DIRECTION 1:
Answer these questions from the Divola biography:
(a) Where does Divola currently live and work?
(b) Which university awarded him an M.F.A., and in what year?
(c) In what year did he make the series of photographs using deserted houses on Zuma Beach?
DIRECTION 2:
Translate this sentence from the Divola biography into Spanish: "He photographed the ocean from the house's interior through windows and cracks."

DOCUMENT SECTION:
────────────────────

John Divola (born 1949) is an American contemporary visual artist. He currently lives and works in Riverside, CA. Divola works in photography, describing himself as exploring the landscape by looking for the edge between the abstract and the specific.

Beginnings
Divola was born in 1949 in Los Angeles, CA. He received a B.A. from California State University, Northridge in 1971 and later received an M.F.A. from University of California, Los Angeles in 1974. He has held residencies at many institutions including California Institute of the Arts. He has held the position of Professor in the art department at University of California Riverside since 1988. His work has been featured in many solo exhibitions across United States, Europe, Japan and Australia. He participated in 1978, 1989, and 2000 Museum of Modern Art group exhibitions and in the 1981 Whitney Biennial. Divola received awards as Individual Artist Fellowship from the National Endowment for the Arts in 1973, 1976, 1979, 1990 and a Guggenheim Fellowship in 1986. He published four books: Continuity, Isolated Houses, Dogs Chasing My Car In The Desert, and Three Acts.

Works
In “Zuma” project, he has described being interested in the relation between real artworks and representations of them, and the issues of the natural and the artificial. Divola said "I attempted ... to develop a practice in which there could be no distinction between the document and the original." In his series of photographs from 1977, he used deserted houses on Zuma Beach and covered their walls in graffiti. He photographed the ocean from the house's interior through windows and cracks. Divola states: "On initially arriving I would move through the house looking for areas or situations to photograph. If nothing seemed to interest me I would move things around or do some spray painting. The painting was done in much the same way that one might doodle on a piece of paper. At that point I would return to the camera and explore what ever new potentials existed." These cyclical images skillfully juxtapose romantic skies and sunsets with a seaside structure that, frame by frame, deteriorates into ruin as it is vandalized by the artist and others who eventually set it on fire. Divola's works trace a schematic desire for escape, movement and transcendence.

────────────────────

RECORDS:
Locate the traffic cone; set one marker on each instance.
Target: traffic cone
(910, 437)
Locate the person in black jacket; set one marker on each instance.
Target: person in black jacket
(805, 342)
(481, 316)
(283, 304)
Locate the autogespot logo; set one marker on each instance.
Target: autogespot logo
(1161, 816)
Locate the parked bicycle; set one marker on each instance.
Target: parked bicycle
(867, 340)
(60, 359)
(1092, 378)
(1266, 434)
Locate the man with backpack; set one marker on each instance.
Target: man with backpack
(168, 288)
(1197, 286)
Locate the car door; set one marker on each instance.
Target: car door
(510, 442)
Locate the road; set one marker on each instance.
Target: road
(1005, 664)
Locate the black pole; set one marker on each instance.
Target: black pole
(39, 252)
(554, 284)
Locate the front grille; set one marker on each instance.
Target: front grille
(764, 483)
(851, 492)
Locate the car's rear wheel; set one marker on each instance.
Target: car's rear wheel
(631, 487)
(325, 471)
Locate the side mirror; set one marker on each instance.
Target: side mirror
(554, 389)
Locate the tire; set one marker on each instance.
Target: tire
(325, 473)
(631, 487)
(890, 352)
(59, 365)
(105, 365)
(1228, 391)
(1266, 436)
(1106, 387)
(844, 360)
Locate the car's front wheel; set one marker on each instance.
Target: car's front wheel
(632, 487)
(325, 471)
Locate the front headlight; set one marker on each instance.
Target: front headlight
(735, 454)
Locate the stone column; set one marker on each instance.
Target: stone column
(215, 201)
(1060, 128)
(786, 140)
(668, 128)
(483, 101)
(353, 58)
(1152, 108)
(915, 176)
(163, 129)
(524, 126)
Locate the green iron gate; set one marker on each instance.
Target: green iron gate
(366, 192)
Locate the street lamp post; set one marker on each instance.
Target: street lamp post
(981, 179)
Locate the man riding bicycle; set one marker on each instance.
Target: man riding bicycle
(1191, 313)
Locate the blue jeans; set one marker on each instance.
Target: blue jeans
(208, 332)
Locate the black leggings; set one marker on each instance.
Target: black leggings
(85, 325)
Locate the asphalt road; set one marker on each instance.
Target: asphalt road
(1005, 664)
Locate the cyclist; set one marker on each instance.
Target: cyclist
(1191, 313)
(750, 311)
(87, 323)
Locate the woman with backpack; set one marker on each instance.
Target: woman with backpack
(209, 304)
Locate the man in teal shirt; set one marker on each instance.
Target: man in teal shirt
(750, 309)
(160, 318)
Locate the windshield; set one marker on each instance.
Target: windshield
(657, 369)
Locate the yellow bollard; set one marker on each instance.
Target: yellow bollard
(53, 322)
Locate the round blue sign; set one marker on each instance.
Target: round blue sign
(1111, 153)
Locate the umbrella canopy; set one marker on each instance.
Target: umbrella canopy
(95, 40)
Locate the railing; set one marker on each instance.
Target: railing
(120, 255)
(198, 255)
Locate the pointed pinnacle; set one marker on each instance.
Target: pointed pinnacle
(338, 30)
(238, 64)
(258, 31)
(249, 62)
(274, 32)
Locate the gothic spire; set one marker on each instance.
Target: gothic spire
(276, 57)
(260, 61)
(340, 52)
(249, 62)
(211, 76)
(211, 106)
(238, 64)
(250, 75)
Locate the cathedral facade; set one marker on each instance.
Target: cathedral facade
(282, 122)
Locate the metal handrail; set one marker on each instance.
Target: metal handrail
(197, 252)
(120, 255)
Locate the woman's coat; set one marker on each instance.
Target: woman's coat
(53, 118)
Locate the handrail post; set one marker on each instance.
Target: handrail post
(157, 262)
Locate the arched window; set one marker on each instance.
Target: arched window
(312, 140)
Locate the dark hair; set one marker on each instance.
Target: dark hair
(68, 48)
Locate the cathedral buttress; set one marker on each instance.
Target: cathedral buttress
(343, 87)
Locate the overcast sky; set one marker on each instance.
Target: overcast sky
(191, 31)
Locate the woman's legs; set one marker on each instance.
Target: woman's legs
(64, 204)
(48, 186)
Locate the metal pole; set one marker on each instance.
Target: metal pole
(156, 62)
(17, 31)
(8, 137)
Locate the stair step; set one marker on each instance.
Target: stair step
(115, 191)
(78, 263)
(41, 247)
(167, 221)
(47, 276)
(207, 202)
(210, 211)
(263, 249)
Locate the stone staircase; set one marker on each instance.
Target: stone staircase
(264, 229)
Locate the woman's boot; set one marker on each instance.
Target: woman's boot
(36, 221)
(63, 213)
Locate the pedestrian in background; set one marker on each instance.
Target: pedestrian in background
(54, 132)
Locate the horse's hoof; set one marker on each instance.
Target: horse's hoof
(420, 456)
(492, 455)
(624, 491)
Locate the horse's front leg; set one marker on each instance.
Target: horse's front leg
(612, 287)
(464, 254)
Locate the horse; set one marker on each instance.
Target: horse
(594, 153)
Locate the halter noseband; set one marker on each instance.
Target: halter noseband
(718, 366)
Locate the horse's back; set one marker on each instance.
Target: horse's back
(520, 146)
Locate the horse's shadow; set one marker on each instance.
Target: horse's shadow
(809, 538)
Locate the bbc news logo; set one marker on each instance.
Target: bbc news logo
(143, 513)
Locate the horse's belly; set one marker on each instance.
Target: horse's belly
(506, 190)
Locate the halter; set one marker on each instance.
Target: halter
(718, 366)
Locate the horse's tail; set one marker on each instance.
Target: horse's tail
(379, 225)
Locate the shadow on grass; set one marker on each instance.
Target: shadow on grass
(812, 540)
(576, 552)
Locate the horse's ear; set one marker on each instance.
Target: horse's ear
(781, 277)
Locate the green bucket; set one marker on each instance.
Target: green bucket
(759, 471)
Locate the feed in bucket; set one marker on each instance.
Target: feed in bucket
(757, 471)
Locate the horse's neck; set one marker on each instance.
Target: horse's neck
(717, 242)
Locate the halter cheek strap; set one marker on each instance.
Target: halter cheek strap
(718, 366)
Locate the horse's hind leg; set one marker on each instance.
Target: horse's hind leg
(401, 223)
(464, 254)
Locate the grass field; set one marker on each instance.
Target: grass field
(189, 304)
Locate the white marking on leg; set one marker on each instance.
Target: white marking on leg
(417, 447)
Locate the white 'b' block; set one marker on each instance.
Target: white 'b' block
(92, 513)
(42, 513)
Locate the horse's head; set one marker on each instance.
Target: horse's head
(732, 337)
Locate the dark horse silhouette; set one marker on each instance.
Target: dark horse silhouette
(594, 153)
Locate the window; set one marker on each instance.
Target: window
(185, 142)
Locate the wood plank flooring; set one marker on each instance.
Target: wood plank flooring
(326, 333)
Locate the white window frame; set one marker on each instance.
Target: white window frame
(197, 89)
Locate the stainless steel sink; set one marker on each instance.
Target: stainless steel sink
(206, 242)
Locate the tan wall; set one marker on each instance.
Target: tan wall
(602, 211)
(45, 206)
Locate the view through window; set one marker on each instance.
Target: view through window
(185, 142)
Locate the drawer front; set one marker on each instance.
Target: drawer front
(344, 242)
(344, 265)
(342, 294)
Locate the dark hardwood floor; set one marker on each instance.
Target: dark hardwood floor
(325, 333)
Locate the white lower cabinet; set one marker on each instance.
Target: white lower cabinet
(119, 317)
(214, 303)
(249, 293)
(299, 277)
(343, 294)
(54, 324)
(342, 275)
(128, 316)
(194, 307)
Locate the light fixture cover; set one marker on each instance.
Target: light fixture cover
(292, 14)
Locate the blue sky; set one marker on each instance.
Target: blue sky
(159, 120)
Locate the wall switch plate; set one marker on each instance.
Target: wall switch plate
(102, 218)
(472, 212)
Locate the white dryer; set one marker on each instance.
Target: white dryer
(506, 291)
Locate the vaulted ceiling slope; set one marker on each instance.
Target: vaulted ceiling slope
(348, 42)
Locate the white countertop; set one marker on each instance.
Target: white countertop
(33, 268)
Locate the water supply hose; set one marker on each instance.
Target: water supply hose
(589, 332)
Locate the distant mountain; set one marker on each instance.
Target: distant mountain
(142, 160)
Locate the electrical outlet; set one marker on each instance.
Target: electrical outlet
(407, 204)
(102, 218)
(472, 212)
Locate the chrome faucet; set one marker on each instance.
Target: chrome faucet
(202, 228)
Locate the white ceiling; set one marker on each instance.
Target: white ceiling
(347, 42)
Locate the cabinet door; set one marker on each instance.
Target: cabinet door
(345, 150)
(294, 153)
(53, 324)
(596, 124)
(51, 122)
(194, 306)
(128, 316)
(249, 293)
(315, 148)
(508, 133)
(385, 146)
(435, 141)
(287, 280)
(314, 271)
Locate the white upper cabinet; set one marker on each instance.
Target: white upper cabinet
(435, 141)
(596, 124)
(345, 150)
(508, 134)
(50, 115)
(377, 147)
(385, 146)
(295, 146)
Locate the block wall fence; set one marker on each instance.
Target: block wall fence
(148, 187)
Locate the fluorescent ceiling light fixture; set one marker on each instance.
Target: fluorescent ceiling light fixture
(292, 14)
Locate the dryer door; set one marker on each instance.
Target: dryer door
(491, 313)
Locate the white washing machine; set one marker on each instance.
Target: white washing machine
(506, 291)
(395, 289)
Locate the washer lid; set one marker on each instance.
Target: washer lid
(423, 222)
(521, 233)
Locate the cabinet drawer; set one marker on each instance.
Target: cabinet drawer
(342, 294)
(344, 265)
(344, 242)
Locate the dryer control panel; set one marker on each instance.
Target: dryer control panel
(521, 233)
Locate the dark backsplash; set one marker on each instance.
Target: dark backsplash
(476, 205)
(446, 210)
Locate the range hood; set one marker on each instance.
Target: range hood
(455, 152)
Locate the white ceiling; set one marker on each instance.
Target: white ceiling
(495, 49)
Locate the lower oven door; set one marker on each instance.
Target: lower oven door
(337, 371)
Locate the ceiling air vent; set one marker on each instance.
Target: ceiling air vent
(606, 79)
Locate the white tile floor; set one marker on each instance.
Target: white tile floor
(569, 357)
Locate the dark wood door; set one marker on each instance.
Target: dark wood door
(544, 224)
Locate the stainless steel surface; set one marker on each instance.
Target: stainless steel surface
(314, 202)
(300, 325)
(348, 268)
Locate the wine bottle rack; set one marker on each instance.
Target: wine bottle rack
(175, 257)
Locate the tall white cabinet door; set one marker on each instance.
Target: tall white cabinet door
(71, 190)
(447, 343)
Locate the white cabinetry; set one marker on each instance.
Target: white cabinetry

────────────────────

TASK OUTPUT 1:
(a) Riverside, CA.
(b) University of California, Los Angeles, in 1974.
(c) 1977.

TASK OUTPUT 2:
Fotografió el océano desde el interior de la casa a través de ventanas y grietas.